Jesús envió a los apóstoles de dos en dos, como compañeros, como amigos. El envío cristiano no es cosa de individuos, sino de compañía fraterna, de compañía grata, de búsquedas compartidas.
El mandato del Señor de no llevar nada para el camino habla de una libertad que permite apoyarse en Dios. No llevar nada es ir uno mismo. A quien le apasione la misión, el apostolado, el servicio, o esté movido a hacer el bien, no le faltará nada. No le faltará pan, ni mochila, ni dinero, le basta ir él mismo fiado de la Palabra audaz y confiada del Señor. Lo demás ya aparecerá en el camino. Cuenta con el Espíritu de Dios y eso basta.
El enviado no va como funcionario ni como experto de oficio. El enviado va a la gente, entra en su casa, en su hogar, que es donde realmente puede dar y recibir buena nueva. Por eso no va de prisa, sabe gastar tiempo con las personas, es paciente. Cuánto bien hace saber esperar al tiempo de Dios, porque su tiempo es oportuno, perfecto. Así pues, cuando entremos a la casa de alguna persona, es decir, a su vida, que nada entorpezca la espera atenta del tiempo de Dios.

*Información registrada*.
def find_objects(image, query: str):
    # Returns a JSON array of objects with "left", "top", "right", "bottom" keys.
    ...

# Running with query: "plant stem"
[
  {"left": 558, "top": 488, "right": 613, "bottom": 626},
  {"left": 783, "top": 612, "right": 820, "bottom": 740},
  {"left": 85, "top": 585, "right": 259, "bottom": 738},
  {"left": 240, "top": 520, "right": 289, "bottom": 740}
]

*Comprueba tu comprensión*.
[1] Repite palabra por palabra el pasaje del texto sobre el envío de los apóstoles que va de "Jesús envió a" a "y eso basta.", ambos incluidos.
[2] Retoma el texto sobre el envío de los apóstoles y continúalo a partir de su última oración.
Los registros son un material aparte, independiente del texto sobre el envío de los apóstoles.

*Resultados de tareas*.
[1]
Jesús envió a los apóstoles de dos en dos, como compañeros, como amigos. El envío cristiano no es cosa de individuos, sino de compañía fraterna, de compañía grata, de búsquedas compartidas.
El mandato del Señor de no llevar nada para el camino habla de una libertad que permite apoyarse en Dios. No llevar nada es ir uno mismo. A quien le apasione la misión, el apostolado, el servicio, o esté movido a hacer el bien, no le faltará nada. No le faltará pan, ni mochila, ni dinero, le basta ir él mismo fiado de la Palabra audaz y confiada del Señor. Lo demás ya aparecerá en el camino. Cuenta con el Espíritu de Dios y eso basta.

[2]
Los Discípulos se dejaron guiar por la fuerza de la Palabra y predicaron vida nueva, expulsaron demonios y ungieron enfermos devolviéndoles la salud. Eso mismo toca a los discípulos de hoy, porque hay mucha reconciliación que construir, muchos desencuentros que sanar a fuerza de Buena Nueva. Hay muchos males y dolencias que ungir y curar con nuestras manos cálidas, con nuestra palabra medicinal y con nuestra presencia amiga.